• Work to be completed: Your task is to copy every entry exactly.

• Stored data entries:
* * * * *
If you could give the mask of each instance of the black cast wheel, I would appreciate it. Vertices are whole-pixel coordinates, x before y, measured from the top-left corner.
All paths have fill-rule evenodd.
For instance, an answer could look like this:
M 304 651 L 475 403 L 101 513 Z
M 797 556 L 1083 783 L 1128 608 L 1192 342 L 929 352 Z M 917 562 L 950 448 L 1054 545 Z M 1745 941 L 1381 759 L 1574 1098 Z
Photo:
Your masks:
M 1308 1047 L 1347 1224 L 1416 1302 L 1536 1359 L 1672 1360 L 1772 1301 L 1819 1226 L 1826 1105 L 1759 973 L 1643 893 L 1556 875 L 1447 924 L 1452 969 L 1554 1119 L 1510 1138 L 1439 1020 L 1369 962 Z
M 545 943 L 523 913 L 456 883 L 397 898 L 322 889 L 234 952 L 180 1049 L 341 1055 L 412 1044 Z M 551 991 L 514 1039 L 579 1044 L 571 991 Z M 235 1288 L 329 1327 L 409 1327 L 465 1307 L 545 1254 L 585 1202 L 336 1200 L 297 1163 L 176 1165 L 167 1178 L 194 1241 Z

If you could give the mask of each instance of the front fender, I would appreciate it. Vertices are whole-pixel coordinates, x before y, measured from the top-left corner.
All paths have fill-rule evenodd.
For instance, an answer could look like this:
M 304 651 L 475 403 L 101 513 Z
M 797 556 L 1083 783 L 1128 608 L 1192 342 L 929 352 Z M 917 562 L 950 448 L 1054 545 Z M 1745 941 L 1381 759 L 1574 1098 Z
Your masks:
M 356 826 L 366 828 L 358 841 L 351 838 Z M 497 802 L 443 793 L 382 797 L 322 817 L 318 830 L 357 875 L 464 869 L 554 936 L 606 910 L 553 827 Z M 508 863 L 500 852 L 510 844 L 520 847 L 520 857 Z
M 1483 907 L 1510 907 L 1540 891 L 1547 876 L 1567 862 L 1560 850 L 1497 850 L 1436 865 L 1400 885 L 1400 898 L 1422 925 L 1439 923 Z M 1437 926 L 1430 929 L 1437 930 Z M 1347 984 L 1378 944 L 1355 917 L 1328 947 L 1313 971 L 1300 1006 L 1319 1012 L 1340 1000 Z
* * * * *
• Response to the task:
If you could give the mask of each instance of the black cast wheel, I would appreciate it. Vertices are whole-pixel coordinates, x before y, measured from the top-left corner.
All paths have fill-rule evenodd.
For instance, an answer could look like this:
M 304 651 L 475 403 L 101 513 Z
M 797 556 L 1083 783 L 1128 608 L 1192 342 L 929 352 Z M 917 562 L 950 448 L 1054 545 Z M 1745 941 L 1381 759 L 1574 1098 Z
Photo:
Your masks:
M 1308 1047 L 1347 1224 L 1416 1302 L 1536 1359 L 1672 1360 L 1772 1301 L 1819 1226 L 1826 1105 L 1759 973 L 1643 893 L 1556 875 L 1447 924 L 1452 969 L 1554 1119 L 1510 1138 L 1439 1020 L 1369 962 Z
M 545 943 L 523 913 L 456 883 L 397 898 L 322 889 L 234 952 L 180 1049 L 341 1055 L 412 1044 Z M 551 991 L 514 1039 L 579 1044 L 571 991 Z M 235 1288 L 329 1327 L 409 1327 L 465 1307 L 545 1254 L 585 1202 L 336 1200 L 297 1163 L 176 1165 L 167 1178 L 194 1241 Z

If you could give the mask of each instance of the front fender, I would appreciate it. Vertices are whole-pixel coordinates, x before y, measured from the top-left corner.
All paths have fill-rule evenodd.
For instance, an answer could look like this:
M 304 651 L 475 403 L 101 513 Z
M 797 556 L 1083 783 L 1128 608 L 1192 342 L 929 352 Z M 917 562 L 950 448 L 1054 545 Z M 1745 941 L 1381 759 L 1574 1098 Z
Your masks:
M 356 826 L 366 828 L 358 841 L 351 838 Z M 497 802 L 443 793 L 382 797 L 322 817 L 318 830 L 357 875 L 464 869 L 554 936 L 606 910 L 553 827 Z M 508 863 L 500 852 L 510 844 L 520 847 L 520 857 Z
M 1483 907 L 1510 907 L 1540 891 L 1547 876 L 1567 862 L 1560 850 L 1497 850 L 1436 865 L 1400 885 L 1400 898 L 1422 925 L 1439 923 Z M 1437 926 L 1430 929 L 1437 930 Z M 1347 984 L 1378 944 L 1355 917 L 1328 947 L 1313 971 L 1300 1006 L 1319 1012 L 1340 1000 Z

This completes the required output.